> **Bloc de texte**
Les idées républicaines qui ont mené à la Révolution Française de 1789 ont été présentes, en sol Canadien. En 1775, le célèbre Benjamin Franklin, membre d’une loge américaine de Philadelphie, vient à Montréal avec l’imprimeur Fleury-Mesplet, qui est membre du Grand Orient de France. Les deux frères distribuent des tracts républicains et anti-monarchistes. L’activité de Fleury-Mesplet laisse un souvenir assez fort pour que, deux siècles plus tard, un franc-maçon québécois, Léon-J.-Z. Patenaude, fondateur de la Ligue des Droits et Libertés en 1963, contribuera à créer le Prix Fleury-Mesplet, remis à une personne s’étant distinguée dans le milieu de l’édition. Un autre franc-maçon connu de l’époque sera le marchand Pierre du Calvet, qui passera trois années en prison pour activité « subversive », de 1780 à 1783.
La loge Les Fils de la Liberté sera certainement la plus célèbre des loges du Grand Orient de France au Québec (appelé Bas-Canada à l’époque). Menée par Louis-Joseph Papineau, qui signe plusieurs de ses lettres en tant que « Frère trois points », la loge est impliquée dans la Rébellion des Patriotes de 1837. Avec l’exil de Papineau et la défaite, puis la pendaison de cinq Patriotes, la loge entre en sommeil et disparait tranquillement des annales de l’histoire.
Le clergé catholique québécois, soucieux de contrer les idéaux républicains et révolutionnaires, passera au dix-neuvième siècle une alliance stratégique avec le pouvoir colonial anglais. Une franc-maçonnerie anglaise, monarchiste et déiste se répandra sur tout le sud du Québec. Le terrain sur lequel est bâti le temple maçonnique de la Grande Loge du Québec, construit en 1928, et qui se trouve rue Saint-Marc à Montréal, à moins de cent mètres du Grand Séminaire, leur sera vendu par l’Ordre des Sulpiciens.
Mais vers la fin du dix-neuvième siècle, plus précisément en 1897, soulevée par le dynamisme du Grand Orient de France dans sa contribution à la laïcisation de l’État français (lois de 1905), une loge du GODF avait déjà surgi à Montréal. Elle portera le nom de L’Émancipation. Il est attesté qu’Honoré Beaugrand, maire de Montréal dans la décennie précédente, en ait fait partie. Cet Honoré Beaugrand était un anticlérical notoire. En faisait partie aussi le syndicaliste Gustave Franck, promoteur de l’éducation publique, dont est restée la phrase: Un peuple est fort quand il sait lire; quand il sait lire un peuple est grand. Ce Gustave Franck participera à la création de la loge Force et courage, en 1910.

> **Problèmes**
a - Modifiez le passage du texte sur la franc-maçonnerie au Québec qui commence à « La loge Les » et se termine à « annales de l’histoire. », en remplaçant « Patriotes » par « Insurgés ».
b - Poursuivez, s'il vous plaît, le texte sur la franc-maçonnerie au Québec après sa dernière phrase.
La liste n'a aucun rôle à jouer ici.

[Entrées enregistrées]
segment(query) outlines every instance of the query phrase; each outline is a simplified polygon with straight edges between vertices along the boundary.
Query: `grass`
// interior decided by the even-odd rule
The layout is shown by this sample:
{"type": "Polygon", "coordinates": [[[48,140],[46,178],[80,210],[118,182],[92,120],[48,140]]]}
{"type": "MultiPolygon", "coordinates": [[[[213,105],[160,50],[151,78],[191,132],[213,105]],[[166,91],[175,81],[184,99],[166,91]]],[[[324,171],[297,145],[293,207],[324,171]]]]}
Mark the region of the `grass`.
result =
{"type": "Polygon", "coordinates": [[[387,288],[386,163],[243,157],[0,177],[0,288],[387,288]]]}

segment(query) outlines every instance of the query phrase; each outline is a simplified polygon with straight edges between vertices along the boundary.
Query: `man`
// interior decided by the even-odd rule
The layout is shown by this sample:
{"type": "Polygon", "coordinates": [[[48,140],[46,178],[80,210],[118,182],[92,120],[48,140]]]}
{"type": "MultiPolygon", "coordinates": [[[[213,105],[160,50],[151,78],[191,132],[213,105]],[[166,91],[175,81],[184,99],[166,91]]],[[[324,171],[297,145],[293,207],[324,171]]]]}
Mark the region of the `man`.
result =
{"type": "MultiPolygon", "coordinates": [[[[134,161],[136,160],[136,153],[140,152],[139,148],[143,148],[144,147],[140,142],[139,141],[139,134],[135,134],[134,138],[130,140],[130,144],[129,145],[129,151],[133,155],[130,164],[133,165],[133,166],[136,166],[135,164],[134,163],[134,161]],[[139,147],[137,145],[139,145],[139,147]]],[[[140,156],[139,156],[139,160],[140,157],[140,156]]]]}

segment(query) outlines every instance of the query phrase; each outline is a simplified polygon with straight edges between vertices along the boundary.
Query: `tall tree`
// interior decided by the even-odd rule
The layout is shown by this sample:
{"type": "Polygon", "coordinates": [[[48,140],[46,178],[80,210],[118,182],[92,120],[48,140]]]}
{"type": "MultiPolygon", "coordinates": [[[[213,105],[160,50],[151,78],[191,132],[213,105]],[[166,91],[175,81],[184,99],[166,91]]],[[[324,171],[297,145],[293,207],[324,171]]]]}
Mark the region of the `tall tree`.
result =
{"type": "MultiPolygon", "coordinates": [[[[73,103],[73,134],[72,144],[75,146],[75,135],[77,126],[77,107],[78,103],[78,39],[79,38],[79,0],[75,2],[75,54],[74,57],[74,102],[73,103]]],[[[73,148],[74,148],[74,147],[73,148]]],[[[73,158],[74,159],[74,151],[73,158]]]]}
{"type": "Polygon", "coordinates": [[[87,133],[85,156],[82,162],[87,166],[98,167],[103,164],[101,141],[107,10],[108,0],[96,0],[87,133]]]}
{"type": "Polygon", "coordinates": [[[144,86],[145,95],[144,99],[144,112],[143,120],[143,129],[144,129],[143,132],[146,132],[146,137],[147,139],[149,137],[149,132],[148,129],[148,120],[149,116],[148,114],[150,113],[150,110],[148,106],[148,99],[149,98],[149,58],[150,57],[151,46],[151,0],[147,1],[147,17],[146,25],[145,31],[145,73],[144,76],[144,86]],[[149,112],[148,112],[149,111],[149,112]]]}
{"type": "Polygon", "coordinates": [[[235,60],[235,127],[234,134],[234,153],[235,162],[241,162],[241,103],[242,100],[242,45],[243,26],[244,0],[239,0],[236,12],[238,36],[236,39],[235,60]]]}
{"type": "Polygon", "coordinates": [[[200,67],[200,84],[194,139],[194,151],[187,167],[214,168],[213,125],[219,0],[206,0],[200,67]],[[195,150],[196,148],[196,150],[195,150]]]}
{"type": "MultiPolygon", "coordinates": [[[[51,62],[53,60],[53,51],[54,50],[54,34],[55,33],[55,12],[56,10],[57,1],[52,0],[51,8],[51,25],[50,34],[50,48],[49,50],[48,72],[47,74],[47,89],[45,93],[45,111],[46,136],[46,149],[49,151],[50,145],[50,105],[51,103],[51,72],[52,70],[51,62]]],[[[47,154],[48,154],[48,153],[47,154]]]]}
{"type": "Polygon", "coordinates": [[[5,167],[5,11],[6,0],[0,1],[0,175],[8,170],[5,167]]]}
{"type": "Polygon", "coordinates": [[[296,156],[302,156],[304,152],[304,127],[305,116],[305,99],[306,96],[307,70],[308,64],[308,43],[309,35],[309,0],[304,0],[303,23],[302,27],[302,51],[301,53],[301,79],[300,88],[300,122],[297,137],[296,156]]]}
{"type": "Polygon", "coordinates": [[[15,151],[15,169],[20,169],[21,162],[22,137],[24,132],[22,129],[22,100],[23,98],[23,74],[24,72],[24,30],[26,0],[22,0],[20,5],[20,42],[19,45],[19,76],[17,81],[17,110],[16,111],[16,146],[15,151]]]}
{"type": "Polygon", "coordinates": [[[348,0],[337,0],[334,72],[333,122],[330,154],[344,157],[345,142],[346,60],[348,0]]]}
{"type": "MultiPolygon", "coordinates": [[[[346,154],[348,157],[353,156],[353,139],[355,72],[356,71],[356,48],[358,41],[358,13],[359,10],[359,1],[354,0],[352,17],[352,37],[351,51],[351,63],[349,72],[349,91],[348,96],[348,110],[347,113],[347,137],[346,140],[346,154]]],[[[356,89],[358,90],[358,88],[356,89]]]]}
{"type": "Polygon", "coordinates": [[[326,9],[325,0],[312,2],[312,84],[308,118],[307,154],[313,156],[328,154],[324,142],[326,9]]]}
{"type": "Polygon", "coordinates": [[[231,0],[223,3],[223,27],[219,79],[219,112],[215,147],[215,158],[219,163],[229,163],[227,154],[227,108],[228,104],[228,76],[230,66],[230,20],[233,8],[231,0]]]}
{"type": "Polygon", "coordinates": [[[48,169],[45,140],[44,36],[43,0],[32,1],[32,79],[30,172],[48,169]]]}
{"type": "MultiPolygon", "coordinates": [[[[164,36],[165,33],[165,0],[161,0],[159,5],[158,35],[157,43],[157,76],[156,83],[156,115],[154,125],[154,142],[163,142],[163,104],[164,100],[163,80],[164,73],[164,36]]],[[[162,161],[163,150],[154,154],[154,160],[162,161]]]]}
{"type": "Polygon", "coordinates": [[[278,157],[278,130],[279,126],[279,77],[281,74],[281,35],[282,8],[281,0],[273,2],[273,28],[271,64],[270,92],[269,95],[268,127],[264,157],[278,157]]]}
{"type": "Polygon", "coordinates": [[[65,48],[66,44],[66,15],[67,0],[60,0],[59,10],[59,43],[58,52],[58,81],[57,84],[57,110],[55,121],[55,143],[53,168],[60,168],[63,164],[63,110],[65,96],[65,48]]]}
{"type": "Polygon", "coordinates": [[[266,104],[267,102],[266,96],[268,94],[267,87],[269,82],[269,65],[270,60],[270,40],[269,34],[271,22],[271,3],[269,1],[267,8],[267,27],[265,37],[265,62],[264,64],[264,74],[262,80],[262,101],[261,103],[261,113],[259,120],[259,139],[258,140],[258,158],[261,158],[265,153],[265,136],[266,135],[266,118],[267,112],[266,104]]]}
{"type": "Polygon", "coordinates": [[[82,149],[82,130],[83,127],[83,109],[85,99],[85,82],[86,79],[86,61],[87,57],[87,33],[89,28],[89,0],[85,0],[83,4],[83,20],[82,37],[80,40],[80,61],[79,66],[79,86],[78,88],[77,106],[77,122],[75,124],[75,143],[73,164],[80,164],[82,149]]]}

> **Problèmes résolus**
a -
La loge Les Fils de la Liberté sera certainement la plus célèbre des loges du Grand Orient de France au Québec (appelé Bas-Canada à l’époque). Menée par Louis-Joseph Papineau, qui signe plusieurs de ses lettres en tant que « Frère trois points », la loge est impliquée dans la Rébellion des Insurgés de 1837. Avec l’exil de Papineau et la défaite, puis la pendaison de cinq Insurgés, la loge entre en sommeil et disparait tranquillement des annales de l’histoire.

b -
La loge l’Émancipation donnera naissance également à une autre loge, Alpha et Oméga, dont nous savons aujourd’hui peu de choses, sinon à travers ce qu’en dit l’auteur anti-maçonnique A-J Lemieux, dans son ouvrage sur la loge L’Émancipation, paru en 1910. En fait, cette période entre 1897 et 1917 environ semble être celle d’une grande activité des loges montréalaises du GODF.
Pour des raisons qu’il serait long d’exposer ici, ces loges semblent s’être tranquillement éteintes au cours des années 20.
Il faudra attendre l’effervescence politique et contreculturelle des années 70 pour voir réapparaitre des loges maçonniques progressistes à Montréal. En 1974, le GODF crée la loge Montcalm Nouveau-Monde, où l’on retrouvera des personnalités comme Léon J-Z Patenaude, descendant d’un Patriote et haut fonctionnaire fédéral, ainsi que Laurent-Michel Vacher, un des philosophes québécois les plus connus.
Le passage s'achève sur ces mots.